**Rows:**
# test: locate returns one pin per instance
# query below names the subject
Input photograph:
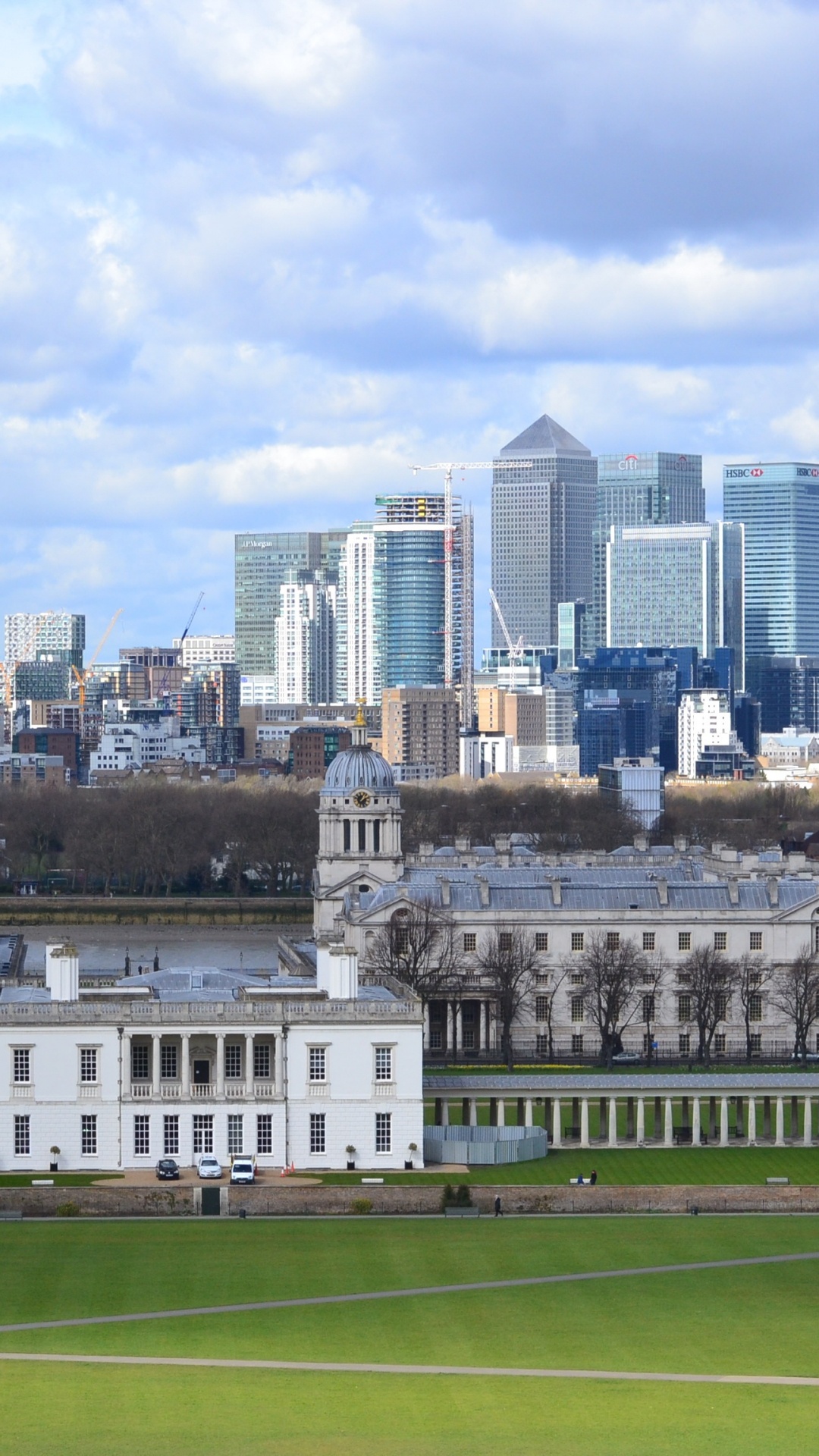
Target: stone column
(156, 1062)
(186, 1066)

**The exercise:**
Output the lines above verbatim, leaving out the picture.

**Answer to the exercise:**
# test: locate returns one pin per instance
# query below names the subject
Input photograph:
Target: stone column
(156, 1062)
(186, 1066)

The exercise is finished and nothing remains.